**EXTRACT TO READ**

++++++

This is not education as usual: learning at home is not like being at school.

Primary

  1. Normal education has been suspended at this time and neither schools nor parents/carers can, or should, replicate the regular school day.
  2. Taking care of your physical and mental health is crucial at this time: this goes for children, parents/carers and teachers. Keeping minds active and happy is most important. Spending some time each day outdoors for fresh air and exercise is really important; laughing and eating together are things your child will remember. See our guidance on child wellbeing here.
  3. You are not expected to become teachers and recreate the classroom at home. Many children need a lot of guidance and cannot be left for long periods of time to complete complex tasks. We are asking schools to suggest activities that children can complete on their own, in recognition that parents and carers might struggle to assist with schoolwork for various reasons.
  4. Most schools are sending suggested work and activities home to help parents and carers keep their children engaged in learning. Ideally there will be some work that does not require access to the internet or use of devices, because families may not have them, because parents/carers may be using them for work, and because not all learning should take place in front of a screen. Worksheets and textbook pages might be used if children have them at home.
  5. Most children love to use computers and other devices, and this can encourage them to do educational activities. However, a limit on screen time is sensible to limit risk of headaches, poor sleep and low concentration levels.
  6. Try to get your child to do some tasks that require sitting at a desk or table but keep these to a minimum. Creative activities like colouring, puzzles, jigsaws, Lego, imaginative play and so on, are highly educational and beneficial to mental health and wellbeing.
  7. Doing short tasks and breaking down longer tasks can help children complete them. Depending on the age of the child and your family circumstances, 2 to 3 hours of schoolwork a day is plenty.
  8. Schools should provide a list of flexible tasks that cover different areas of the curriculum. Allow your child to choose the tasks that interest them, and the ones you feel you can manage. Don’t worry if this approach doesn’t work. Leave it and do something less formal or more relaxing.
  9. Involving children in household activities, such as sorting clean washing, cooking, baking or tidying, can be an enjoyable way to cover a bit of maths, English and science, for example by weighing ingredients, adding up money, or writing out a recipe.
  10. Watching TV programmes such as documentaries and drama, reading, playing together and talking, are all educational too.

Secondary

  1. Normal education has been suspended at this time and neither schools nor parents/carers can, or should, replicate the regular school day.
  2. Taking care of your physical and mental health is crucial at this time: this goes for children, parents, carers and teachers. Keeping minds active and happy is most important. Spending some time each day outdoors for fresh air and exercise is really important; laughing and eating together are things your child will remember. See our guidance on child wellbeing here.
  3. Do not expect teachers to live-stream lessons from their homes, nor engage in any video-calling (except in specific special circumstances). It is not possible to recreate the classroom in this way, and the NEU has advised teachers not to do so. Some schools might offer videoed lessons, but this is unlikely to be all lessons, or all teachers. Any school that does this must have systems in place to keep pupils and teachers safe. You should make sure that you and your child know and follow the rules.

++++++

**WORK TO DO**
Rewrite the stretch of the home-learning guidance from "9. Involving children" through "all educational too.", putting "everyday chores" wherever "household activities" appears.

**INFORMATION SUPPLIED**

++++++

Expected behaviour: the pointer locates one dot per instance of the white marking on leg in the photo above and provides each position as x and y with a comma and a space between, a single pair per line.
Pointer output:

++++++

**WRITTEN SOLUTION**
9. Involving children in everyday chores, such as sorting clean washing, cooking, baking or tidying, can be an enjoyable way to cover a bit of maths, English and science, for example by weighing ingredients, adding up money, or writing out a recipe.
  10. Watching TV programmes such as documentaries and drama, reading, playing together and talking, are all educational too.